朝の気配で目が覚めた。香港は九龍側、彌敦道が見えるホテルの一室。時刻は6時過ぎ。まだ寝足りないので少し寝る。結局6時半過ぎには眠れなくなり、起き出す。

 朝ラッシュにはまだまだ早い時間なので、道は流れている。空はくもり空。まだ動くには早い時間。
 ネットを見つつ、地元のテレビ局。ニュース番組を眺める。軽快なオープニングが耳に馴染み、心地よい。30分毎に同じ内容を流すのでいい加減、まただ、と思うようになる頃、朝食を食べに出る事にした。
 佐敦の街、彌敦道は地価が高いからだろう、食べ物の店なんて全くない。一つ脇に入った所にある、粥の店に入る。


 地元の人で賑やかな店だが、観光客もいるのか、英語と日本語を記したメニューもある。壁にはタイ語のメニューも出ていた。
 油條の事を片言で「あげぱん」なんて言うから、日本人観光客の来客が多いようだ。

 そんな訳で「あげぱん」と粥を一杯ずつ。香港の粥は米粒が残らなくなるまで溶けた粥。粘度の高いスープと言いたくなる溶け具合。そしてちょうどいい塩味。時折油條を入れながら、美味しく頂く。お代は1杯35HKD。一頃に比べると高くなった。二人で1000円だからなぁ。
 さて、ホテルに戻る前に、彌敦道を尖沙咀まで。

ガジュマル並木の下を歩くと見覚えのない猫の像。更に先に進むと香港有数の繁華街。尖沙咀になる。
両替をしてゆく。

 バックパッカーの聖地にして印度人の巣窟である重慶大厦。自分たちにとってはレートの良い両替商のあるところ、である。一番手前の両替商は空港以下のぼったくり両替商だが、奥に行くにつれてレートが良くなる。今日は10000円が764HKD。1HKDは約13円となる。
 尖沙咀で少々店を眺めた後は地下鉄で一駅、佐敦まで戻る。ホテルの部屋にいったん戻るのだが、

 佐敦の定番というべき、義順牛奶公司へ寄り道。マカオと香港に支店を構えるプリン屋さんである。ここも地元客にとっても、観光客にとっても定番の店。

 メニューも日本語がどんと構えている。というか黄色い表紙の本を持ったカップルがいたりする。

 ミルクプリン、ホットとコールドを一つづつ。合わせて64HKD。やっぱり千円弱になる。日本円は一頃に比べれば強くなったとは言え、順調にインフレしている香港の街。数年前の物価感覚では追いつかない。日本で食事を取るより高いかも知れない。

 一旦ホテルに戻る。今日はこれから、西貢という郊外の街に足を伸ばす。海鮮が有名な小さな港町。場所は新界の東側。地下鉄の観塘線で彩虹という駅まで行き、そこからミニバスに乗る事になる。

提示された記録 ▸
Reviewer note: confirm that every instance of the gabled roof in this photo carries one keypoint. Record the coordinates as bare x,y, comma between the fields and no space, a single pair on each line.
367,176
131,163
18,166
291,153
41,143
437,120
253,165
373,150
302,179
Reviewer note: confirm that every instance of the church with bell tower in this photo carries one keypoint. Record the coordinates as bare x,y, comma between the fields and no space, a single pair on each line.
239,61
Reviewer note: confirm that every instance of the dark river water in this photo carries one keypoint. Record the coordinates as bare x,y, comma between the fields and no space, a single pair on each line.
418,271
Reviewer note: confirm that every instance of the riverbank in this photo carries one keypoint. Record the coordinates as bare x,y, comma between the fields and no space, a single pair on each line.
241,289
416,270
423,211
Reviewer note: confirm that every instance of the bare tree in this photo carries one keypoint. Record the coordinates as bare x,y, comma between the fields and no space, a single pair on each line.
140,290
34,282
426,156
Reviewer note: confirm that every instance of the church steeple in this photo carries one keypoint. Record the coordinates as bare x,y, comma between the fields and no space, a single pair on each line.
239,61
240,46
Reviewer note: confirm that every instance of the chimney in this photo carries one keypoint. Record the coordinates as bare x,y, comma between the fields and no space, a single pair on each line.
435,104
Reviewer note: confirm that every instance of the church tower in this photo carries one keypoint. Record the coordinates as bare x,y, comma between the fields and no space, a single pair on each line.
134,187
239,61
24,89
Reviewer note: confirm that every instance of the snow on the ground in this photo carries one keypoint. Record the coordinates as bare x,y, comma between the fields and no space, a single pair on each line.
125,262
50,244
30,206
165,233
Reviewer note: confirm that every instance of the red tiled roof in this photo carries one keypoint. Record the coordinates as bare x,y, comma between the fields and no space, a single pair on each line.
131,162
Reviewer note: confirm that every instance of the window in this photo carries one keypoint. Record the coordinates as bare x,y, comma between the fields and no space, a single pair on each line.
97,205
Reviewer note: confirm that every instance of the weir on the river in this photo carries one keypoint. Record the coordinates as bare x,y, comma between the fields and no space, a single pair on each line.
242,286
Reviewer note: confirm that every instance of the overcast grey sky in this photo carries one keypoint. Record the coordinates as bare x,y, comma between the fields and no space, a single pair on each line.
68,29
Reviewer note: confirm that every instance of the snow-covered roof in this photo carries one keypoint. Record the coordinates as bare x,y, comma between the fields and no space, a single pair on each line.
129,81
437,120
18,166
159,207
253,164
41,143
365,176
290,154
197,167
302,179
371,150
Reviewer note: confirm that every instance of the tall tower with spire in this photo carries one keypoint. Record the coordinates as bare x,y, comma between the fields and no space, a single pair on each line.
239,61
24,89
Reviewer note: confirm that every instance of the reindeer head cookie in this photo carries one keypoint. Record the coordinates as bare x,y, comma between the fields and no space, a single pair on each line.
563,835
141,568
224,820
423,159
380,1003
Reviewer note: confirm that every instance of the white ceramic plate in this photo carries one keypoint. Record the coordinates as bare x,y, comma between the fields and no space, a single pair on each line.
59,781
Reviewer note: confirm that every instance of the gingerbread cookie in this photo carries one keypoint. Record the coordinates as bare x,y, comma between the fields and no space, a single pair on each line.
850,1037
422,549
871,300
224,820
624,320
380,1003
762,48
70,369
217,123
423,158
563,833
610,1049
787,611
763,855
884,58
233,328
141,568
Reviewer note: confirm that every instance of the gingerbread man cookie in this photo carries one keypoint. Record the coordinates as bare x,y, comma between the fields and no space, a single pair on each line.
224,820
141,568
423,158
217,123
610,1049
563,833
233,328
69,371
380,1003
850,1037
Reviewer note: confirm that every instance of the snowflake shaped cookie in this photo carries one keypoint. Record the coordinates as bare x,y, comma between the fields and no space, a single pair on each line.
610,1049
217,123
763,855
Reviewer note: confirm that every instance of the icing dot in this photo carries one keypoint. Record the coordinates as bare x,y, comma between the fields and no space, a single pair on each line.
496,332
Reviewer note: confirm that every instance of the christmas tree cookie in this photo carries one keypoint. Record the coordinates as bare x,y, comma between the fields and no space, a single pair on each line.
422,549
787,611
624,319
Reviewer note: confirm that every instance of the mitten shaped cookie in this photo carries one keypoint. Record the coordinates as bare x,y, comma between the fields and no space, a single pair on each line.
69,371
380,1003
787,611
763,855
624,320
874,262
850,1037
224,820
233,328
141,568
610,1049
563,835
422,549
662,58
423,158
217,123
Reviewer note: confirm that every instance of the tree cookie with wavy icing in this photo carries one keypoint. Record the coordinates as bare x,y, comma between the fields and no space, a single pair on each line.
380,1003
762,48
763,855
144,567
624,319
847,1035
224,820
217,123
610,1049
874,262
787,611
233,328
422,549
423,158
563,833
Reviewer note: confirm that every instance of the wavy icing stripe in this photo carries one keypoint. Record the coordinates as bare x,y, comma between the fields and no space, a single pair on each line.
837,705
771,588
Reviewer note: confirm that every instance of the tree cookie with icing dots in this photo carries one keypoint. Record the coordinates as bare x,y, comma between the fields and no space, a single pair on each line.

作業内容 ▸
**1)** 本文によると、重慶大厦の両替商で今日10000円は何HKDに両替されたか。
**2)** 記録のうち、文字列「wavy」を含む行をすべて集めよ。大文字と小文字は区別する。
本文と記録は出典が異なる。

全解答 ▸
**1)** 764HKD。

**2)**
Reviewer note: confirm that every instance of the tree cookie with wavy icing in this photo carries one keypoint. Record the coordinates as bare x,y, comma between the fields and no space, a single pair on each line.
Reviewer note: confirm that every instance of the wavy icing stripe in this photo carries one keypoint. Record the coordinates as bare x,y, comma between the fields and no space, a single pair on each line.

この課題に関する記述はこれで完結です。